Problem requirements: Pick out and copy every line of the items that contains the string "industrial".

Exercise materials:
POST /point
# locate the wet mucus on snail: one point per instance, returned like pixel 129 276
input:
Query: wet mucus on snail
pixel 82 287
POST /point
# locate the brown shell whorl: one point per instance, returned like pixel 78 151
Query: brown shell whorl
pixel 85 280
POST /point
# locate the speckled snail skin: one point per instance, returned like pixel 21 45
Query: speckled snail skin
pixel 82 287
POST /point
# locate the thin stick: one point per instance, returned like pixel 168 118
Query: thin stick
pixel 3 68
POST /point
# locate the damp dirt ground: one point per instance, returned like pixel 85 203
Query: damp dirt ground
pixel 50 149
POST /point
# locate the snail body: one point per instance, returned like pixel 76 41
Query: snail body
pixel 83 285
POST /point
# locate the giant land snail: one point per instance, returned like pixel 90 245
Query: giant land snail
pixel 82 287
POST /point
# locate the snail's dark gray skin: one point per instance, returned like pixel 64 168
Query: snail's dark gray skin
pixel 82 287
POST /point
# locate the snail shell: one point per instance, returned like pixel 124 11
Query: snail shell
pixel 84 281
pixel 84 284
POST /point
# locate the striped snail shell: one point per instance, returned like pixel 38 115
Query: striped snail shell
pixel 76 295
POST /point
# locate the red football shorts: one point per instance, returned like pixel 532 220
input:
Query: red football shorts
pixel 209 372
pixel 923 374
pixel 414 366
--
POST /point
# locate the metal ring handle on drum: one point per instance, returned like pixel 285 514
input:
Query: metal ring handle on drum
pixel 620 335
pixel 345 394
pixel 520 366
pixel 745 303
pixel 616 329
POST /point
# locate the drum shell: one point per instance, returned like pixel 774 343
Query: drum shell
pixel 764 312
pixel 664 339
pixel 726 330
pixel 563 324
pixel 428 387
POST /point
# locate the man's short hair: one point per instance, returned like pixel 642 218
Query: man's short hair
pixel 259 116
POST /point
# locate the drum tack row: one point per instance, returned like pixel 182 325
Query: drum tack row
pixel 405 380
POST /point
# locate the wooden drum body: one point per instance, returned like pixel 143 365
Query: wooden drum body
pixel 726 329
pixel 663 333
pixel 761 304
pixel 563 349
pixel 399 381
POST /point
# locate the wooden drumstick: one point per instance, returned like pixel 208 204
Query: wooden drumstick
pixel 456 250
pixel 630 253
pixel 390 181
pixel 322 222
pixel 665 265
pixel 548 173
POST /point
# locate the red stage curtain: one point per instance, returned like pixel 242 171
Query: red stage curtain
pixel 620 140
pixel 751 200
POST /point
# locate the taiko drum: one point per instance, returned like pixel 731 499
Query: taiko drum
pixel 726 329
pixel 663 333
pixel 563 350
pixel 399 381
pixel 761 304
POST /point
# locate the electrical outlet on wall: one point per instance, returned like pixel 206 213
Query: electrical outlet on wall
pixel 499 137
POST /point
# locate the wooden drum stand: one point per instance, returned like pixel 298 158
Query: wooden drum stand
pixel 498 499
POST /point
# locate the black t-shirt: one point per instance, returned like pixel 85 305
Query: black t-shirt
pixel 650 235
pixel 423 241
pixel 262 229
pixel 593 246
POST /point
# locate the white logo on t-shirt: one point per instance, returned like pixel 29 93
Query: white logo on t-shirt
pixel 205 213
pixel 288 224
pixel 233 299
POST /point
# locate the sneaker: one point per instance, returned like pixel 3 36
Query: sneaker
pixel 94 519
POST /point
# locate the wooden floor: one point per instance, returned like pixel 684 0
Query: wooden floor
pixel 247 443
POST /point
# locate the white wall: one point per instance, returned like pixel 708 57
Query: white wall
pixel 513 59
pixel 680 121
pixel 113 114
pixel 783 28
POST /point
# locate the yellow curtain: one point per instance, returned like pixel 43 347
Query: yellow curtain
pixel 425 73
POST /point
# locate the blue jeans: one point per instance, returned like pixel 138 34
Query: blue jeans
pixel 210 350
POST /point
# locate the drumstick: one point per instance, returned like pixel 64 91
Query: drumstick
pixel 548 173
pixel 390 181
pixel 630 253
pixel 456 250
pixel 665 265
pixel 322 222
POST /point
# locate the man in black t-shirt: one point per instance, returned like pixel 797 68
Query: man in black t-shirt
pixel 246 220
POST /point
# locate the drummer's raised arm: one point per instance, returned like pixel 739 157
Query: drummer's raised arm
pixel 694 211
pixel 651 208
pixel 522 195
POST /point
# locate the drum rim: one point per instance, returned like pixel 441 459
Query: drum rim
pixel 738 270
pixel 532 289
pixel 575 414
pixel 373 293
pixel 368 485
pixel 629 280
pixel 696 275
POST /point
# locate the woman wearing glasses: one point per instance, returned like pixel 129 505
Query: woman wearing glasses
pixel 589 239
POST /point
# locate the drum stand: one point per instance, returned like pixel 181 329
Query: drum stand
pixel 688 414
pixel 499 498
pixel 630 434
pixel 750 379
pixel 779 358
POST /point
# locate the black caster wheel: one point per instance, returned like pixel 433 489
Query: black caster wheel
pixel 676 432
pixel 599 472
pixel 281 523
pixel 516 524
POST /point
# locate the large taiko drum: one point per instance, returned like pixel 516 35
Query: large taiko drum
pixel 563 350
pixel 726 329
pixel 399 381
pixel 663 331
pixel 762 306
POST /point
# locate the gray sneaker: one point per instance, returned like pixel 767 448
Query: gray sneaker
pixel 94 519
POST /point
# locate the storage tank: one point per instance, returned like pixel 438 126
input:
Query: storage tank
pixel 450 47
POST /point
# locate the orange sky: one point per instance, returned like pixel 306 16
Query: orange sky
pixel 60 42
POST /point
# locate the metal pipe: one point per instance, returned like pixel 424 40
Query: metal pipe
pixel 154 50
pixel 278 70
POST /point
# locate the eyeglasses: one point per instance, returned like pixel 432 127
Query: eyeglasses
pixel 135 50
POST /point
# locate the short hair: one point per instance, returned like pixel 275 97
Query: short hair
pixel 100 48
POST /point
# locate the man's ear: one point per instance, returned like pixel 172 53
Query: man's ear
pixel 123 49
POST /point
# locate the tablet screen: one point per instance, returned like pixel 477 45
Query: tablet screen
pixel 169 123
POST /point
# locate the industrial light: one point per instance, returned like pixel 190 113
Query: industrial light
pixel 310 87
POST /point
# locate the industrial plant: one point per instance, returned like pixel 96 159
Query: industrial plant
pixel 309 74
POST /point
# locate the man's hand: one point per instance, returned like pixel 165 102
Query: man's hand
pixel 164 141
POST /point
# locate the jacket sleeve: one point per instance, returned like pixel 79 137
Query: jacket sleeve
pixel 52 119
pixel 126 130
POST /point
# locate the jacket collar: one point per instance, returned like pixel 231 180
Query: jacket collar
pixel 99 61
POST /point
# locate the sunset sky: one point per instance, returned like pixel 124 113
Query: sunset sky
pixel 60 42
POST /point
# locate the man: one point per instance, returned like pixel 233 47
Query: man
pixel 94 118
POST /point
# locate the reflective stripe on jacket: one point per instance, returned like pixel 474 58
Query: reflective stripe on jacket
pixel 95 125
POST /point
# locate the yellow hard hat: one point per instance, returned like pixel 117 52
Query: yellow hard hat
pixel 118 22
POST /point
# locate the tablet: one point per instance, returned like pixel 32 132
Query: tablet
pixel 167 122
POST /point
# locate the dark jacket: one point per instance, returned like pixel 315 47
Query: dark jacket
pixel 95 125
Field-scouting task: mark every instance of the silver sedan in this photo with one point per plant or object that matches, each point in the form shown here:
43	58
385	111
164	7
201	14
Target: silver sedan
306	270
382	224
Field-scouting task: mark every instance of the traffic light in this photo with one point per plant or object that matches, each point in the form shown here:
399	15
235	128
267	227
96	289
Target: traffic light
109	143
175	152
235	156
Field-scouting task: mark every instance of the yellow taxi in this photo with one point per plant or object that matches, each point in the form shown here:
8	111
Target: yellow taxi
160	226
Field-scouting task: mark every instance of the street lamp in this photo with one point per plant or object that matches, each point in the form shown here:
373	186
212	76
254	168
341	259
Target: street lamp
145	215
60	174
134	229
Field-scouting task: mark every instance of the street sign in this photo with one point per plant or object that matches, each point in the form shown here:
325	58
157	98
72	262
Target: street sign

Written response:
# locate the industrial light: one point per instance, returned like pixel 190 113
Query: industrial light
# locate the industrial plant: one point per instance, returned like pixel 96 159
Query: industrial plant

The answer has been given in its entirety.